Joe Biden has tried to make this election about the coronavirus, but it’s unclear he’d do anything different except trigger new lockdowns — a strategy the WHO now discourages.
Trump is criticized for his early handling of the virus, but his institution of a travel ban and aid to the states undoubtedly saved lives. The same perfect hindsight the media expects of the president they rarely apply to others Consider that Gov. Cuomo wrote a self-praising book about his response to COVID-19, even though New York’s death toll is higher than that of any other state. And because he’s a Democrat, the media let him get away with it!
Today, those who are infected with the coronavirus survive at much higher rates. We are likely to have a vaccine in the coming months, far earlier than many experts thought possible. The media don’t want to admit it, but that’s all thanks to the “warp speed” policy instituted by the White House.

→ WORK REQUEST 1
Please copy the coronavirus commentary word for word, from "Joe Biden has" to "away with it!".
→ WORK REQUEST 2
Pick up the coronavirus commentary after its last sentence and keep writing.

→ EXTRACTED MATERIAL
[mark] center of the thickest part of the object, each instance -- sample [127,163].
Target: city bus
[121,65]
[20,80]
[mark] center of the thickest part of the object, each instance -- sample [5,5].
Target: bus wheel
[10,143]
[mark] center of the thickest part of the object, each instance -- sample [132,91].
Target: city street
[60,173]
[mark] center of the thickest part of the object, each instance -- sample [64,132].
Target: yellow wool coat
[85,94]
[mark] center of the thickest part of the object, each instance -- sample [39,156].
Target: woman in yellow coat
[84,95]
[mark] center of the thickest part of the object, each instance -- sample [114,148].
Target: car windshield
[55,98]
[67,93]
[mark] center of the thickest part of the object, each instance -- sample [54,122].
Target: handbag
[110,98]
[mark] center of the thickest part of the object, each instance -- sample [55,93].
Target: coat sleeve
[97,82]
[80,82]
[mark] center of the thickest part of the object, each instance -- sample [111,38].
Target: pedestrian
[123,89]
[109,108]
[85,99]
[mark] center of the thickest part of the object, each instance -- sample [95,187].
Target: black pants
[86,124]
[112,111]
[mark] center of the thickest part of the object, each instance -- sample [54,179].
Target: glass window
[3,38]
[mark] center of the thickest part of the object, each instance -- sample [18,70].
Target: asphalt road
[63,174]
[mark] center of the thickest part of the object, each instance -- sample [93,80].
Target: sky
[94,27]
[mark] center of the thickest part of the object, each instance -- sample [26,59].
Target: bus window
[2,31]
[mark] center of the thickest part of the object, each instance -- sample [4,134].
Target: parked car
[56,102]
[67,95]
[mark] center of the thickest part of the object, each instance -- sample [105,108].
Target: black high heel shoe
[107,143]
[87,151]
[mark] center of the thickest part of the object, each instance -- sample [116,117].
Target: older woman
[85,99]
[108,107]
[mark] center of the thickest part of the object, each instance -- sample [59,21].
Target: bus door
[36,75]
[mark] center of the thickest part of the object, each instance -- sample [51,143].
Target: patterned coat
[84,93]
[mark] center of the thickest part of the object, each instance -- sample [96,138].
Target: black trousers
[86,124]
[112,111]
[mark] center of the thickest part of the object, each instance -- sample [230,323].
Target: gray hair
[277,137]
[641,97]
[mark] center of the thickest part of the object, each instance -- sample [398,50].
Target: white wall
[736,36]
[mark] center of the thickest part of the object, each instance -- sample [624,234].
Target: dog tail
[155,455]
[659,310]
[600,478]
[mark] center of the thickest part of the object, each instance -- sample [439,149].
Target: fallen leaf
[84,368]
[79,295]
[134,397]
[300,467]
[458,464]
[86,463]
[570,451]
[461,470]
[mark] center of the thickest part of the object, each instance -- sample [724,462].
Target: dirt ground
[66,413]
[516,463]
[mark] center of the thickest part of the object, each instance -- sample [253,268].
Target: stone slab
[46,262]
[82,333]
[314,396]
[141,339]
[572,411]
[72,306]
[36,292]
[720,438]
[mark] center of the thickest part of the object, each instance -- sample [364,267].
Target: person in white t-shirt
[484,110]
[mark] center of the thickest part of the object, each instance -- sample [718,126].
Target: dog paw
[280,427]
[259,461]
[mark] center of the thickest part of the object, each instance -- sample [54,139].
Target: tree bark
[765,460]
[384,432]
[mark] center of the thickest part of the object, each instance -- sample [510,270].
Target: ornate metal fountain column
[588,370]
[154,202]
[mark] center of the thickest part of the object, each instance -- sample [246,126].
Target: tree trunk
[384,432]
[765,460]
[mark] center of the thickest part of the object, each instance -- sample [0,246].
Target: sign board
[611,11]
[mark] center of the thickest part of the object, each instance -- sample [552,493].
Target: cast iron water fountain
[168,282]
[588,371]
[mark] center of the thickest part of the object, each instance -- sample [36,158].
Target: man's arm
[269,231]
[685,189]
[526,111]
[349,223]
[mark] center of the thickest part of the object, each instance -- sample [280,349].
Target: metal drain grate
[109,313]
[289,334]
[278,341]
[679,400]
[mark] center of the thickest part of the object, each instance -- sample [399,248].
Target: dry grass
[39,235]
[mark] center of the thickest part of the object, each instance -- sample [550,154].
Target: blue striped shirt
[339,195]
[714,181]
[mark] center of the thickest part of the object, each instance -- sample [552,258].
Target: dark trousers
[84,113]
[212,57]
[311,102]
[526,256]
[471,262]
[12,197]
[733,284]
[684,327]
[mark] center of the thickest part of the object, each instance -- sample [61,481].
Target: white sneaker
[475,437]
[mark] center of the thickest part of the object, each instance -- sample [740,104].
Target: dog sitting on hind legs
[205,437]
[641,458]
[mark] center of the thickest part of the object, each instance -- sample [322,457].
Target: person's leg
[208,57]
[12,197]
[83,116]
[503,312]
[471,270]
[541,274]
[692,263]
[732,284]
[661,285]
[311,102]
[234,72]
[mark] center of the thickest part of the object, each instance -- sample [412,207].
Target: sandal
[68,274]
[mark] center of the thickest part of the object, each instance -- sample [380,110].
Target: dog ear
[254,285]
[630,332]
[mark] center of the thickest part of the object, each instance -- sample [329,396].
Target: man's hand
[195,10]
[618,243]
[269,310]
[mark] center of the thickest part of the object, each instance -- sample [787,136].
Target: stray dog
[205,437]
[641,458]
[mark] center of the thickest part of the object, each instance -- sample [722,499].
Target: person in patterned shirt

→ EXERCISE OUTPUT 1
Joe Biden has tried to make this election about the coronavirus, but it’s unclear he’d do anything different except trigger new lockdowns — a strategy the WHO now discourages.
Trump is criticized for his early handling of the virus, but his institution of a travel ban and aid to the states undoubtedly saved lives. The same perfect hindsight the media expects of the president they rarely apply to others Consider that Gov. Cuomo wrote a self-praising book about his response to COVID-19, even though New York’s death toll is higher than that of any other state. And because he’s a Democrat, the media let him get away with it!

→ EXERCISE OUTPUT 2
On foreign policy, President Trump has repeatedly embarrassed the conventional wisdom. After previous administrations promised but did not move our embassy to Jerusalem, he did so, and, despite the doomsayers, nothing happened.
The Obama administration tried to co-opt Iran with bundles of cash, which the theocratic regime used to sow chaos across the region, stirring up unrest in Iraq, Syria, Lebanon, Yemen and the West Bank. The Trump administration cut off the money, killed the architect of the terror campaign, Qasem Soleimani, and, despite the doomsayers, the world became safer. The result? Arab nations have increasingly accepted Israel, signing historic peace deals.
As promised, Trump has not entangled us in new foreign wars, and has been pulling us out of the old ones. He cajoled Mexico to handle immigration caravans from Central America, and successfully pushed NATO allies to pay more of their commitments. When journalists write that the United States has “lost it’s standing in the world,” they usually mean our standing at Davos cocktail parties. For the rest of us, it’s clear that Trumpism is focused on pursuing what’s best for our country.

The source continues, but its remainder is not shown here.